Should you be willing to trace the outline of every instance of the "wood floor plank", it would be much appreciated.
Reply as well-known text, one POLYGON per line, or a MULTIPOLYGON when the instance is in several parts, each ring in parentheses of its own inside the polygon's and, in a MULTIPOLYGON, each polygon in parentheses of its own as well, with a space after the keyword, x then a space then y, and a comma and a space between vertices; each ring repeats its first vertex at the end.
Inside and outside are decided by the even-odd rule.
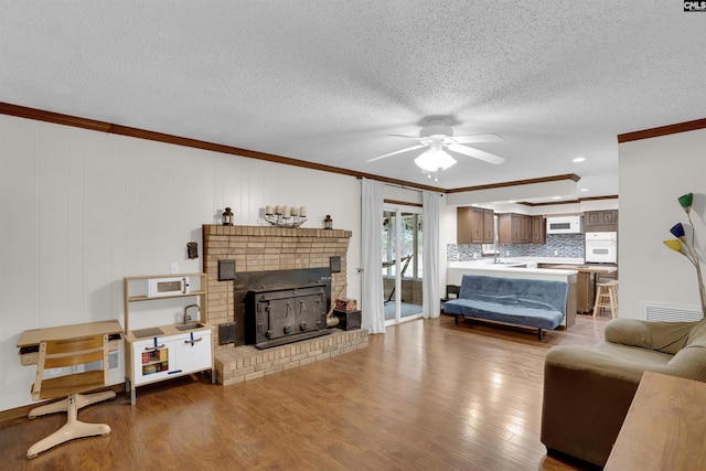
POLYGON ((206 376, 141 387, 82 409, 107 437, 74 440, 28 460, 65 421, 56 414, 0 424, 13 470, 584 470, 539 442, 544 355, 590 347, 607 318, 536 333, 453 318, 371 335, 366 349, 233 386, 206 376))

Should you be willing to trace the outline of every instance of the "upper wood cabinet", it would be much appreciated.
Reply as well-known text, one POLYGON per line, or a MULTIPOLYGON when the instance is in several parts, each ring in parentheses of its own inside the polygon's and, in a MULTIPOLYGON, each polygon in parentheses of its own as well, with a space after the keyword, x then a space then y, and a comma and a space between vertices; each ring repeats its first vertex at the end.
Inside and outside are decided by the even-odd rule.
POLYGON ((530 217, 530 242, 533 244, 546 244, 547 242, 547 226, 544 222, 544 216, 530 217))
POLYGON ((457 244, 492 244, 495 238, 493 210, 457 207, 457 244))
POLYGON ((544 216, 505 213, 498 215, 498 233, 501 244, 545 244, 544 216))
POLYGON ((530 216, 515 213, 499 214, 498 236, 501 244, 527 244, 530 242, 530 216))
POLYGON ((618 232, 618 210, 587 211, 584 229, 587 233, 618 232))

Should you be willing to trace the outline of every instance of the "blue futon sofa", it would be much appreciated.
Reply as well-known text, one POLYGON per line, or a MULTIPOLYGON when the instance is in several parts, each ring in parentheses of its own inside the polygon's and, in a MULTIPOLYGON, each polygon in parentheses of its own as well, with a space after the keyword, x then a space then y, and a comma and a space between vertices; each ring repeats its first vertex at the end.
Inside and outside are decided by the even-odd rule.
POLYGON ((554 330, 566 315, 568 283, 557 280, 501 278, 463 275, 458 299, 447 301, 443 311, 538 329, 554 330))

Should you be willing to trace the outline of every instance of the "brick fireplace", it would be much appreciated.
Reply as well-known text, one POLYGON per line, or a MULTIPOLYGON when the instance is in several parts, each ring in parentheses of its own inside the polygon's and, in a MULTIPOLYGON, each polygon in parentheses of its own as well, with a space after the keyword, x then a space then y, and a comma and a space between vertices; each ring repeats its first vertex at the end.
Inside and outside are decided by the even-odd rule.
POLYGON ((335 330, 325 340, 312 339, 297 345, 272 349, 272 352, 257 352, 252 345, 244 345, 243 320, 236 319, 238 276, 243 278, 256 272, 330 267, 331 257, 340 257, 340 272, 331 274, 331 297, 345 297, 351 235, 350 231, 342 229, 203 226, 208 322, 216 327, 213 335, 218 383, 232 384, 258 377, 367 345, 366 331, 335 330), (235 260, 236 281, 218 280, 218 260, 235 260), (217 327, 234 321, 237 321, 240 331, 238 341, 220 345, 217 327))

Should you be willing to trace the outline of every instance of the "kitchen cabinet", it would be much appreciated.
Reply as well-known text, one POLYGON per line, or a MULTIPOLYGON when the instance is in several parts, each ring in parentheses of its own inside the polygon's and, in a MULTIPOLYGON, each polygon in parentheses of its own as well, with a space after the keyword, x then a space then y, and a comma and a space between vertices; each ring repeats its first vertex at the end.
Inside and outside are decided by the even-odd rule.
POLYGON ((547 231, 544 216, 530 217, 530 242, 532 244, 546 244, 547 231))
POLYGON ((458 207, 457 244, 492 244, 495 239, 495 213, 482 207, 458 207))
POLYGON ((131 343, 132 390, 168 377, 211 370, 211 329, 131 343))
POLYGON ((124 278, 126 390, 132 405, 137 387, 146 384, 207 370, 215 382, 206 287, 206 274, 124 278), (186 308, 199 317, 184 319, 186 308))
POLYGON ((587 233, 618 232, 618 210, 587 211, 584 213, 584 229, 587 233))
POLYGON ((530 216, 516 213, 499 214, 498 233, 500 244, 528 244, 530 216))

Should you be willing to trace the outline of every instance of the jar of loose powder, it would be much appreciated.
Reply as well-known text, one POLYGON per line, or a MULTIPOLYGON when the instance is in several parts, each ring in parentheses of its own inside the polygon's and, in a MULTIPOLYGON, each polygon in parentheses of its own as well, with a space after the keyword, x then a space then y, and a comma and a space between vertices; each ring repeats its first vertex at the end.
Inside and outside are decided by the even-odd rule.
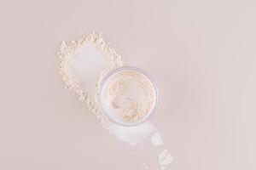
POLYGON ((158 92, 152 77, 136 67, 120 67, 102 80, 99 103, 103 114, 124 126, 145 122, 154 112, 158 92))

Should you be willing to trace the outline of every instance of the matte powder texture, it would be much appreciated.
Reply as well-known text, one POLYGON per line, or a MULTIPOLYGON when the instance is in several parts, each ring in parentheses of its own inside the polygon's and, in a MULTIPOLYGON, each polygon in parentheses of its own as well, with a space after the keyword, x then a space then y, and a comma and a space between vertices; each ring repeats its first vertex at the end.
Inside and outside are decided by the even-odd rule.
POLYGON ((103 82, 100 95, 103 112, 123 125, 139 123, 153 112, 157 91, 152 80, 143 71, 123 69, 103 82))

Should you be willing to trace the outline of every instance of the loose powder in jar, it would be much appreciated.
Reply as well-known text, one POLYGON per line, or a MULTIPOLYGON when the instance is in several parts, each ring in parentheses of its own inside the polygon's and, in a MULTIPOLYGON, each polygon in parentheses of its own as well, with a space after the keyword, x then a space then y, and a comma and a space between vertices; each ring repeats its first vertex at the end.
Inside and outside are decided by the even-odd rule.
POLYGON ((153 113, 157 90, 145 71, 122 67, 102 82, 99 99, 103 112, 110 120, 122 125, 135 125, 153 113))

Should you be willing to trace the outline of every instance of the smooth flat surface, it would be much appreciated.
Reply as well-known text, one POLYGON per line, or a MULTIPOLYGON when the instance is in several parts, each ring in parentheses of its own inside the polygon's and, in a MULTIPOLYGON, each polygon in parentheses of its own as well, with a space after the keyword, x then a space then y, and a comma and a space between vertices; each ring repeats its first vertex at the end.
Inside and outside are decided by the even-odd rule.
POLYGON ((175 170, 256 169, 255 1, 0 2, 0 169, 143 169, 63 88, 61 40, 101 31, 155 79, 175 170))

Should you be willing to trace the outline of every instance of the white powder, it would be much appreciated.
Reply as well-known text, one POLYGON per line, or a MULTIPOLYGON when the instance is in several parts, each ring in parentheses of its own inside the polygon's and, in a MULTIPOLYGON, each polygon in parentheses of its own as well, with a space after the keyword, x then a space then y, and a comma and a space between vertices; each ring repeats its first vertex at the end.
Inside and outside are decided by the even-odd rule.
POLYGON ((100 93, 103 111, 110 119, 125 125, 145 120, 154 109, 157 99, 151 79, 132 67, 111 75, 100 93))

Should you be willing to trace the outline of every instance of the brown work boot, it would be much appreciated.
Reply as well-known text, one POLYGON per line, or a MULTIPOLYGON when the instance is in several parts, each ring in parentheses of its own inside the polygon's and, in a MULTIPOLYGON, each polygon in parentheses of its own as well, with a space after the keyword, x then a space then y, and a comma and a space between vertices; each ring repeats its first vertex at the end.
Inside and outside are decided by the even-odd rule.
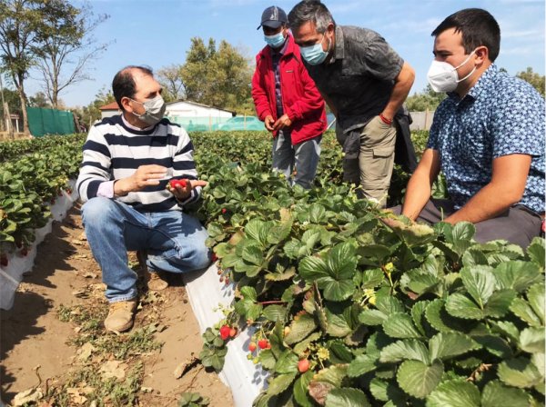
POLYGON ((105 320, 106 332, 119 333, 130 330, 135 320, 136 303, 136 298, 111 303, 108 316, 105 320))
POLYGON ((167 273, 165 272, 150 271, 147 273, 147 276, 148 290, 162 291, 168 287, 168 282, 167 281, 167 273))

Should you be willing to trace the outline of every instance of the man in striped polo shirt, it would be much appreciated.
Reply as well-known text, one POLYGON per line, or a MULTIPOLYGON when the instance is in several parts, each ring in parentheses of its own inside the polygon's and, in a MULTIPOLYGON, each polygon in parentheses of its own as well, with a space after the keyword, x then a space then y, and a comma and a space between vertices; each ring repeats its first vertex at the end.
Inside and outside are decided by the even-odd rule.
POLYGON ((207 183, 197 179, 187 133, 163 118, 161 85, 151 69, 127 66, 112 88, 122 114, 89 130, 76 188, 87 241, 106 284, 105 328, 120 333, 133 326, 137 303, 127 250, 147 253, 146 265, 159 289, 167 286, 161 273, 202 269, 209 253, 206 229, 182 211, 207 183), (186 186, 167 191, 171 178, 187 180, 186 186))

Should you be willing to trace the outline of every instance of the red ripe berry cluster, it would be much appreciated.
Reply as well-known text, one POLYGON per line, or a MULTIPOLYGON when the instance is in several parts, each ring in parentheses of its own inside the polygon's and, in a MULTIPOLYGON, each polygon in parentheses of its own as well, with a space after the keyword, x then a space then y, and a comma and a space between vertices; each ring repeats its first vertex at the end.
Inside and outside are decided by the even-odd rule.
POLYGON ((167 184, 167 189, 168 189, 171 193, 179 186, 180 188, 186 188, 187 186, 187 180, 170 180, 167 184))
POLYGON ((227 341, 228 338, 234 338, 237 335, 237 328, 229 325, 222 325, 220 328, 220 338, 227 341))
MULTIPOLYGON (((258 341, 258 347, 261 350, 264 349, 271 349, 271 343, 269 343, 269 341, 268 341, 267 339, 260 339, 259 341, 258 341)), ((251 352, 256 351, 256 342, 251 342, 248 344, 248 351, 250 351, 251 352)))

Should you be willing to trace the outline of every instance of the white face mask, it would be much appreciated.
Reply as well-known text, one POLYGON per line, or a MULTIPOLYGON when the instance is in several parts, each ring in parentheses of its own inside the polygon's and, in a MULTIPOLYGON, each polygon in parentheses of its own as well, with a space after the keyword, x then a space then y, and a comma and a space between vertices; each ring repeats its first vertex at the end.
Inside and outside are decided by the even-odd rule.
POLYGON ((150 100, 147 100, 146 102, 138 102, 134 99, 131 99, 133 102, 136 102, 144 106, 144 113, 142 114, 137 114, 133 112, 136 117, 142 120, 147 124, 154 125, 163 118, 165 114, 165 101, 161 94, 157 94, 156 97, 150 100))
POLYGON ((465 59, 462 64, 455 67, 447 62, 432 61, 430 68, 429 68, 429 73, 427 74, 427 78, 429 79, 429 84, 430 84, 432 90, 434 90, 434 92, 453 92, 460 82, 469 78, 474 71, 476 71, 476 66, 474 66, 474 69, 462 79, 459 79, 457 70, 469 62, 475 50, 470 54, 468 58, 465 59))

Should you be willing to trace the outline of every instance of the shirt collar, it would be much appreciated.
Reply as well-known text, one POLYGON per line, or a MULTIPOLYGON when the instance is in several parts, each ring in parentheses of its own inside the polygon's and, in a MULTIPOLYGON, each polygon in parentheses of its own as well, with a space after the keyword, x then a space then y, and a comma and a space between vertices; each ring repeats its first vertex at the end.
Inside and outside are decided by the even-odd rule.
POLYGON ((334 59, 345 57, 345 41, 343 41, 343 30, 340 25, 336 25, 336 45, 334 45, 334 59))
POLYGON ((125 125, 127 129, 133 130, 136 132, 145 132, 145 133, 149 132, 150 130, 153 130, 154 127, 156 126, 156 124, 153 124, 153 125, 150 125, 149 127, 145 127, 145 128, 141 129, 140 127, 136 127, 136 126, 131 124, 129 122, 127 122, 123 114, 121 114, 121 120, 123 121, 123 125, 125 125))
POLYGON ((479 99, 481 94, 488 92, 488 89, 493 84, 493 78, 497 75, 499 69, 497 65, 491 64, 489 68, 485 70, 481 76, 478 79, 476 84, 470 88, 468 94, 462 99, 459 98, 459 94, 455 92, 450 92, 448 96, 455 104, 459 104, 464 100, 476 100, 479 99))

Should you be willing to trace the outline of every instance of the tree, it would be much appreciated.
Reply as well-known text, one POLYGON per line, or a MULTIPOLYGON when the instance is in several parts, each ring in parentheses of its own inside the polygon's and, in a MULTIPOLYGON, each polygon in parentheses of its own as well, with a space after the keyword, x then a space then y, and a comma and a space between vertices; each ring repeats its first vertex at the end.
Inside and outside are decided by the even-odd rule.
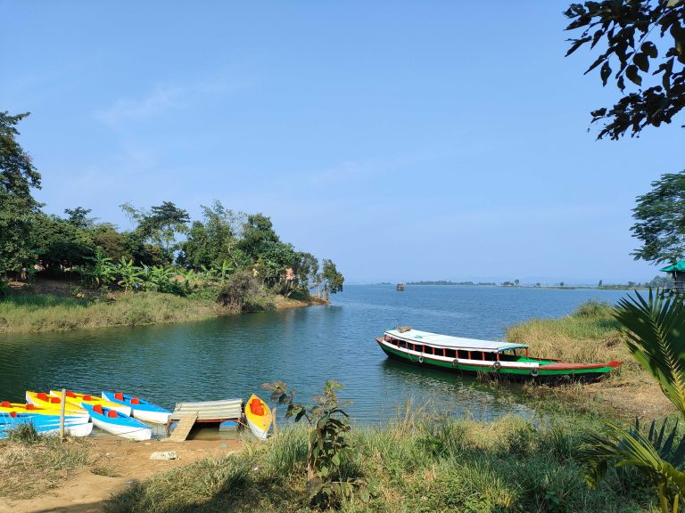
POLYGON ((342 291, 342 283, 345 279, 342 274, 338 273, 333 260, 324 258, 321 269, 321 282, 324 285, 324 296, 327 297, 329 293, 336 294, 342 291))
POLYGON ((219 200, 202 208, 204 223, 194 221, 191 225, 186 240, 181 243, 178 263, 196 271, 202 265, 218 267, 224 260, 235 268, 252 264, 239 248, 245 215, 226 208, 219 200))
POLYGON ((33 216, 39 203, 31 189, 40 188, 40 174, 16 141, 16 126, 29 112, 0 112, 0 276, 35 260, 29 246, 33 216))
POLYGON ((269 217, 262 214, 250 214, 247 216, 243 225, 240 248, 252 259, 252 262, 257 262, 269 245, 280 241, 278 235, 274 232, 269 217))
POLYGON ((150 210, 136 208, 130 203, 120 207, 137 223, 136 232, 143 241, 156 245, 161 250, 165 263, 170 263, 176 250, 176 234, 187 232, 188 213, 171 201, 164 201, 150 210))
POLYGON ((642 247, 631 255, 655 264, 685 256, 685 170, 662 175, 652 191, 638 196, 631 228, 642 247))
POLYGON ((604 123, 598 139, 671 123, 685 107, 685 0, 589 1, 572 4, 565 14, 572 20, 566 30, 582 28, 569 39, 566 55, 585 45, 606 45, 585 73, 599 68, 603 86, 614 73, 624 94, 613 107, 591 111, 592 123, 604 123), (627 86, 634 91, 626 93, 627 86))
POLYGON ((90 228, 93 226, 95 220, 93 217, 87 216, 90 212, 90 208, 84 208, 83 207, 64 209, 64 214, 69 216, 67 222, 77 228, 90 228))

Exercise instructions: Reproduce the rows above word for word, starting with the first line and ending with the line that contains "POLYGON ((206 376, 141". Omit the picture.

Solution to this task:
Should you be willing to trace the outline of every instance of the "wood floor plank", it would be much appreciated.
Reply as well-known text, one POLYGON per line, or a MULTIPOLYGON when the instance is in several parts, each ring in parentheses of its own inside the polygon's and, in a MULTIPOLYGON, each polygon in parentheses of its own as well, with a space after the keyword, x then a space then y, and a comma and a space between vertices; each ring repeats its first vertex at the end.
Inside and outside are decided by the even-odd rule.
POLYGON ((206 376, 141 387, 82 409, 107 437, 74 440, 28 460, 65 421, 56 414, 0 424, 13 470, 584 470, 539 442, 544 355, 590 347, 607 318, 536 333, 453 318, 371 335, 366 349, 233 386, 206 376))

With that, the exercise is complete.